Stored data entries

┄┄┄┄┄┄

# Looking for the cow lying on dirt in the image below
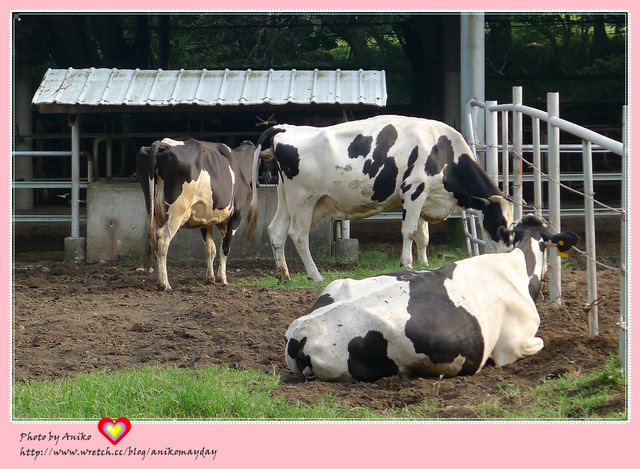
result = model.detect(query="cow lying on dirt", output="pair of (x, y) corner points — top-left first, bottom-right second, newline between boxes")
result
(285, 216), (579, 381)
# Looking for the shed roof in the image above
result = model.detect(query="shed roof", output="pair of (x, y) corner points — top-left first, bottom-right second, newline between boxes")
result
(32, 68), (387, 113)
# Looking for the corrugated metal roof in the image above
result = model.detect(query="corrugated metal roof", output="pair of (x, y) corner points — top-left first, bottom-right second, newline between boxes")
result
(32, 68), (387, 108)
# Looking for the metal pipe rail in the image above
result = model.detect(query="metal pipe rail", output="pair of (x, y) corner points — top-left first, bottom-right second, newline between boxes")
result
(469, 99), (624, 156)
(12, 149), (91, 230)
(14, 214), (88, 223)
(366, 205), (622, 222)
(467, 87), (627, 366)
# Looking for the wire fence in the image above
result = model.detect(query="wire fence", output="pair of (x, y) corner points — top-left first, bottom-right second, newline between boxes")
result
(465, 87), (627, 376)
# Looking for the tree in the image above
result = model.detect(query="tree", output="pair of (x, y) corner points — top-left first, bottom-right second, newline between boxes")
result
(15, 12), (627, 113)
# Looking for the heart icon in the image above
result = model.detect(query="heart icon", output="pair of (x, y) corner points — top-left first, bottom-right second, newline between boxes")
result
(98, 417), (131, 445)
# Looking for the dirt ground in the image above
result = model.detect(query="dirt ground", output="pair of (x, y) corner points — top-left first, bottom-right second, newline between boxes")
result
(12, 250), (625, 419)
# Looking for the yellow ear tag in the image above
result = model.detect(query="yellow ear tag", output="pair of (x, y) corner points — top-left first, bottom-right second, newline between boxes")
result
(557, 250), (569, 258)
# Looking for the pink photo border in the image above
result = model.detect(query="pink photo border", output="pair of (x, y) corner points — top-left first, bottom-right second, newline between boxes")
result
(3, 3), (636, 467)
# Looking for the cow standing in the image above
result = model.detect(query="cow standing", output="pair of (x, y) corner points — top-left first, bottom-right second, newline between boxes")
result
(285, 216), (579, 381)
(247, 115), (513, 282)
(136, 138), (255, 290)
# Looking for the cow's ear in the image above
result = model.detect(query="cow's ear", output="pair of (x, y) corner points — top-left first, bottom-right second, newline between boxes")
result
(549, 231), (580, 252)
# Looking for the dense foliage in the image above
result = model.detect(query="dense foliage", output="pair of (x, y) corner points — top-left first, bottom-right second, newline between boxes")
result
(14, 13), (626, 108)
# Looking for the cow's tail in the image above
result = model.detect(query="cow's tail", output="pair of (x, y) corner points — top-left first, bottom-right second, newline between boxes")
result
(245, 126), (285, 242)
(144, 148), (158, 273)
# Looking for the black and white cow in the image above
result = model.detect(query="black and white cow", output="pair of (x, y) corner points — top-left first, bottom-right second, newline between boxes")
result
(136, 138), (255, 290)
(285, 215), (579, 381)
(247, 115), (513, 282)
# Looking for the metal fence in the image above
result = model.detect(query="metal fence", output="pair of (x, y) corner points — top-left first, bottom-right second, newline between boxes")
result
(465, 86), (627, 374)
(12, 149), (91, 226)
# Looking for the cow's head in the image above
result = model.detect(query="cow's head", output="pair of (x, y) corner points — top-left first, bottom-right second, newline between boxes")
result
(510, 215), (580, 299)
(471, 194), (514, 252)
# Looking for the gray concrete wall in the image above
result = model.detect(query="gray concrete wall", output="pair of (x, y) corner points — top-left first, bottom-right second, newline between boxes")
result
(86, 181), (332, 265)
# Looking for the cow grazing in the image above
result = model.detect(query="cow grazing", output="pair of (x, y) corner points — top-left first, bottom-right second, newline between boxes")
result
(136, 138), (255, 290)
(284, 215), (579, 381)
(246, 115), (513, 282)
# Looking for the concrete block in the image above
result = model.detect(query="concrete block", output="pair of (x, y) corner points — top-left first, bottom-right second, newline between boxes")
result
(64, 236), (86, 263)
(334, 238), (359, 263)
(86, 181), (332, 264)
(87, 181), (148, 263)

┄┄┄┄┄┄

Your answer must hold the line containing "# Looking for the cow's head" and all lines after it in the entries above, exactly, and nothing else.

▶ [Exercise solution]
# Looking for the cow's head in the image above
result = model.detect(query="cow's head", output="pair of (x, y) corner points — top-left first, bottom-right second, newline between boxes")
result
(510, 215), (580, 299)
(471, 194), (514, 252)
# Looking for the gray concrete wall in the image above
result = model.detect(query="gray concrete wall", output="pair of (x, y) corner points — top-left first, bottom-right second, newline between boxes")
result
(86, 181), (332, 265)
# Looking for the cow grazing in the image above
result = model.detect(query="cow grazing", output="pair of (x, y) corner points — top-left first, bottom-right second, newline between boxes")
result
(136, 138), (255, 290)
(284, 215), (579, 381)
(246, 115), (513, 282)
# Looking for the concrete block in the image above
result = model.detect(query="concrete block", output="pair of (x, y) corner points — top-left first, bottom-right second, newline between boxes")
result
(64, 236), (86, 263)
(334, 238), (359, 263)
(86, 181), (332, 264)
(87, 181), (148, 263)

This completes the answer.